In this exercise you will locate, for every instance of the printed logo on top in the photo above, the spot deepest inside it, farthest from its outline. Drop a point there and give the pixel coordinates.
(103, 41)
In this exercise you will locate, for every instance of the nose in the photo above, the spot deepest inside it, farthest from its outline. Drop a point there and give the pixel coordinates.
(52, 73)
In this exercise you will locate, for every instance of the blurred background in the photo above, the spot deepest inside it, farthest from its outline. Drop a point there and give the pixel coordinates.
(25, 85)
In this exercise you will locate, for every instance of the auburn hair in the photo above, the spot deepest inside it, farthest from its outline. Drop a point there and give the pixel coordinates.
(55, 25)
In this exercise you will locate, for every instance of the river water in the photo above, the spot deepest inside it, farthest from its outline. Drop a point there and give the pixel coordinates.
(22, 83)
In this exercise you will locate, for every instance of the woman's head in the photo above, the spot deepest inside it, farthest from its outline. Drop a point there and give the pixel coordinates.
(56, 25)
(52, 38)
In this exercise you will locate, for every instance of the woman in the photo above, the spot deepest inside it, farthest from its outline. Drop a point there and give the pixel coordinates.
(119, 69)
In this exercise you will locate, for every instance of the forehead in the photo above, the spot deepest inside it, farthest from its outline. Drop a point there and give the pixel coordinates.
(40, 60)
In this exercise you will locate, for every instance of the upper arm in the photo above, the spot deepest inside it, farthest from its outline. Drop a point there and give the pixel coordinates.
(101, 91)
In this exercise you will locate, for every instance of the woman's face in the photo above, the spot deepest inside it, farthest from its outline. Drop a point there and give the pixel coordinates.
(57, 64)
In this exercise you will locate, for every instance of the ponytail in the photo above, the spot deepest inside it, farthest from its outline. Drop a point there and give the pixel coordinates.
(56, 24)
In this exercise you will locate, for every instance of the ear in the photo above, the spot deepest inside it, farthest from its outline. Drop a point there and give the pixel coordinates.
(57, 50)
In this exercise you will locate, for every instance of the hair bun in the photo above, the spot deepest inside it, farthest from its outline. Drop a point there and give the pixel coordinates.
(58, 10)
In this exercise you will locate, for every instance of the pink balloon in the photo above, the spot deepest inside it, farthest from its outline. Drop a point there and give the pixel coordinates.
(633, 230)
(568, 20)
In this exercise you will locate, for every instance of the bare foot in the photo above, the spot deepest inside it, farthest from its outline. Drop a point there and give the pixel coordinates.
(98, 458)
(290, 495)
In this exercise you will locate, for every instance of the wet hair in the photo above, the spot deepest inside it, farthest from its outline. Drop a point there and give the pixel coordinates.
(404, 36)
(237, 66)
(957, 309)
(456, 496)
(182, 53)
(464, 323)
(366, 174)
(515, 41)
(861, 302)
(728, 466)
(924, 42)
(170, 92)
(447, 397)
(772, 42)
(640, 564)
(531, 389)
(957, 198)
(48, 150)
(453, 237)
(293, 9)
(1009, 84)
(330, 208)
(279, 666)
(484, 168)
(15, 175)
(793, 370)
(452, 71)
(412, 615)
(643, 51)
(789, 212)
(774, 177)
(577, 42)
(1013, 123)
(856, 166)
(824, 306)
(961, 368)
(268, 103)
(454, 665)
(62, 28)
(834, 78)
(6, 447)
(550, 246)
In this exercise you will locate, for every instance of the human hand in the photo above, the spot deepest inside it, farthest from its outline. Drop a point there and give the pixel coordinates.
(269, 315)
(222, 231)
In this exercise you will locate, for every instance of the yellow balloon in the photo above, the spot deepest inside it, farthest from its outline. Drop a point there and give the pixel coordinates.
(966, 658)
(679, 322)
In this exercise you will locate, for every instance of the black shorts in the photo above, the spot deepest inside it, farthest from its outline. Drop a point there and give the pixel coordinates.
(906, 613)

======

GOAL:
Restate the data above word for word.

WRITTEN SOLUTION:
In this exercise you will locate, for every instance of the printed logo on top in the photo above, the spot deepest inside it, farthest from its outline. Drop a point there and give the pixel coordinates.
(103, 41)
In this exercise you will locate, for every instance of the nose in the photo above, the spot deepest inside it, farthest from its outline. Drop a point there and give the pixel coordinates.
(52, 73)
In this exercise you will locate, for every instance of the blurred background in the photo above, the spot deepest inside it, farthest from its outline. Drop a point there and give the pixel coordinates.
(25, 85)
In this exercise you will locate, for every instance of the auburn hair in the photo above, the spot deepest inside it, farthest from its outline. Drop a point there and give the pixel coordinates.
(55, 25)
In this exercise you will locate, for every instance of the river water in the photo above, the spot deepest inside it, farthest from its outline. Drop a point there and give the pixel coordinates.
(22, 83)
In this exercise you will locate, for every instance of the woman's head in the photo above, the spot deepest inside it, farthest from its outline. Drop a point there and give the pixel coordinates.
(56, 25)
(52, 38)
In this exercise you will locate, for every instance of the woman in the photo above, the spot deepest inside it, farthest from its outline. Drop a point there and give the pixel coordinates.
(119, 69)
In this exercise you will locate, for every instance of the forehead in the photo above, the spot deepest inside it, farthest from its outline. Drop a point there and give the pixel coordinates.
(40, 60)
In this exercise you will locate, for every instance of the upper arm in the photo above, the spot deepest inside it, farthest from its outline. Drop a point there and give the pixel coordinates.
(101, 91)
In this exercise you will locate, for every instance of the woman's face in the photo above, the spot deepest inside it, farthest from its outline. Drop a point there and give the pixel coordinates.
(57, 64)
In this exercise you will locate, for every instance of the ponytail in the photo above, the spot deepest inside it, farthest from its outline. Drop a point there and give the pixel coordinates.
(56, 24)
In this exercise you will locate, for every instance of the ear in the photo above, the spot deepest inside it, farthest from its outline. Drop a point there and give the pixel coordinates.
(57, 50)
In this exercise you will locate, for every instance of the hair bun in the photo above, the spot deepest inside it, farthest from its outline. Drop a point there and give the pixel coordinates.
(58, 10)
In this exercise you will locate, for every instance of the pink balloon in the photo above, the spot deepest inside it, farthest from its outline. Drop a point there and give the pixel coordinates.
(633, 230)
(568, 20)
In this exercise you will locate, for every instance of the bare foot in the photo above, the spot deepest inside it, farthest from its outline. Drop a point there and give the pixel coordinates.
(98, 458)
(290, 495)
In this exercise you will locate, for every instance of the wet hair in the photo above, the spot deepest inside it, farthest from its outline. Drop a point there and give the pixel coordinates.
(404, 36)
(237, 66)
(957, 309)
(456, 496)
(182, 53)
(464, 323)
(366, 174)
(515, 41)
(861, 302)
(728, 466)
(924, 42)
(170, 92)
(447, 397)
(772, 42)
(640, 564)
(531, 389)
(957, 198)
(48, 150)
(453, 237)
(293, 9)
(1009, 84)
(330, 208)
(279, 666)
(484, 168)
(15, 175)
(793, 370)
(452, 71)
(412, 615)
(643, 51)
(789, 212)
(774, 177)
(577, 42)
(1013, 123)
(856, 166)
(824, 306)
(961, 368)
(268, 103)
(454, 665)
(62, 28)
(834, 78)
(6, 447)
(550, 246)
In this exercise you will locate, for every instance of the human hand in the photo above, the spot deepest inside it, farthest from its outline. Drop a point there and give the pixel coordinates.
(269, 315)
(222, 231)
In this exercise you will locate, for every instance of the yellow balloon in the photo above, the spot deepest inside it, farthest from its outline. Drop a point there and give the pixel coordinates.
(966, 658)
(679, 322)
In this exercise you will locate, for every instance of the black shorts in the photo above, the spot deepest inside it, farthest from its outline. Drop a point there and give the pixel coordinates.
(906, 613)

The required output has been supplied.